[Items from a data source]
::::::::::

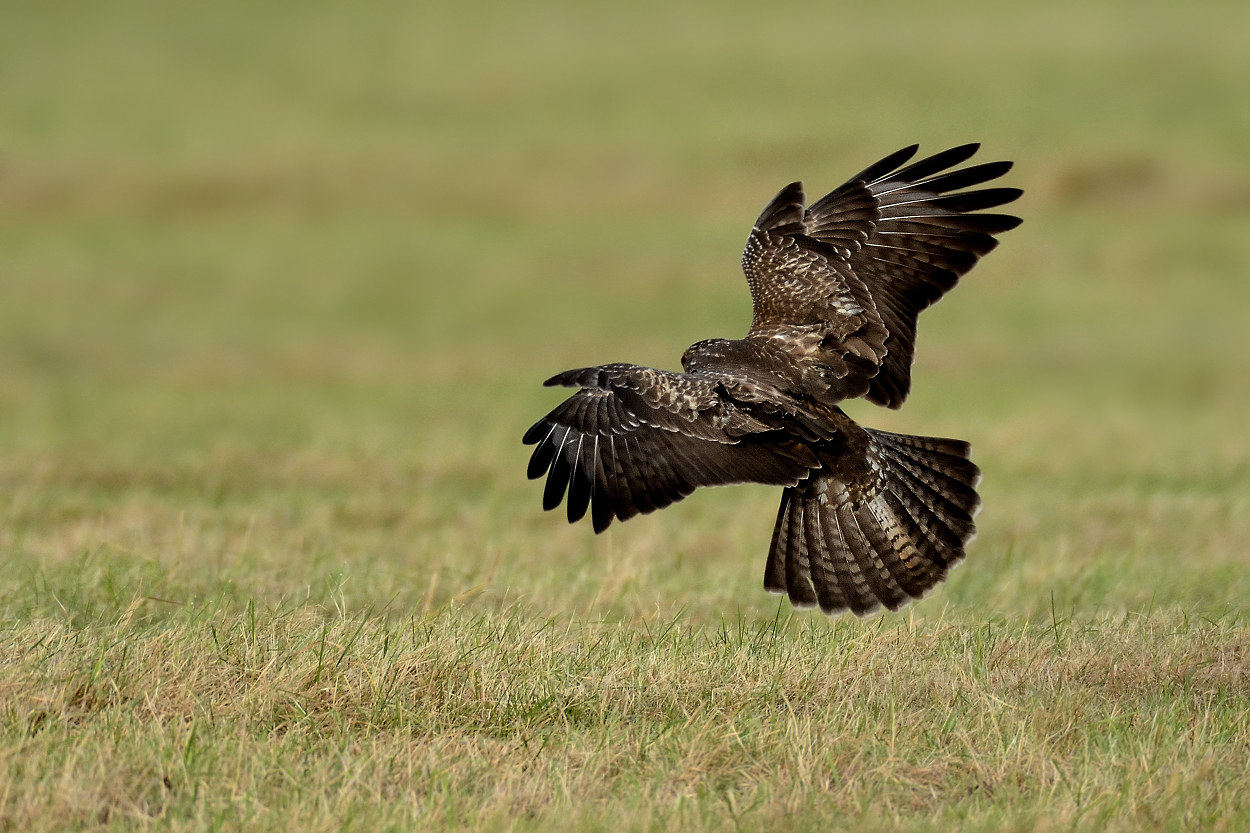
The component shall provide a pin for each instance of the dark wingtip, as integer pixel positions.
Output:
(578, 378)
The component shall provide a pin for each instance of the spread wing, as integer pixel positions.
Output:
(636, 439)
(864, 260)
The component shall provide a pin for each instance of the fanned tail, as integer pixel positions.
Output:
(860, 547)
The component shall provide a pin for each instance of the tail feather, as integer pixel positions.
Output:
(879, 543)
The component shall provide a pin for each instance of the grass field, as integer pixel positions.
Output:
(278, 287)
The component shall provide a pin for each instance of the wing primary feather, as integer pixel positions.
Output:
(558, 479)
(579, 484)
(939, 161)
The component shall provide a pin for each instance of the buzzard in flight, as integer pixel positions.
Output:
(868, 518)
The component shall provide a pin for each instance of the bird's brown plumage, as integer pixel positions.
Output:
(868, 518)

::::::::::

What is required: Quote every record above exactly, leaving out any pictures.

Reply:
The component shall provide a pin for each instance of the dark wingtip, as integer pixel positions.
Output:
(578, 378)
The component shall provide a pin for each instance of the spread wing, as integer pixel positions.
Output:
(636, 439)
(864, 260)
The component shall provide a pin for each instance of the fanned tail, as integer pixel positions.
Output:
(860, 547)
The component shall provide a pin for each instance of the tail feather, as integer pixel positions.
Output:
(879, 543)
The component shall provide a pin for each instance of the grass field, as integer pixel positions.
Output:
(278, 287)
The component shall provide a pin for each instance of the wing primary feather, as integer pixel positions.
Output:
(558, 479)
(579, 484)
(939, 161)
The component shall provide a pin for each instance of the buzzard in flight, as integer pixel positions.
Output:
(868, 518)
The component shall provide a pin for each instance of the bird's brown plumage, as integer pixel positions.
Output:
(868, 518)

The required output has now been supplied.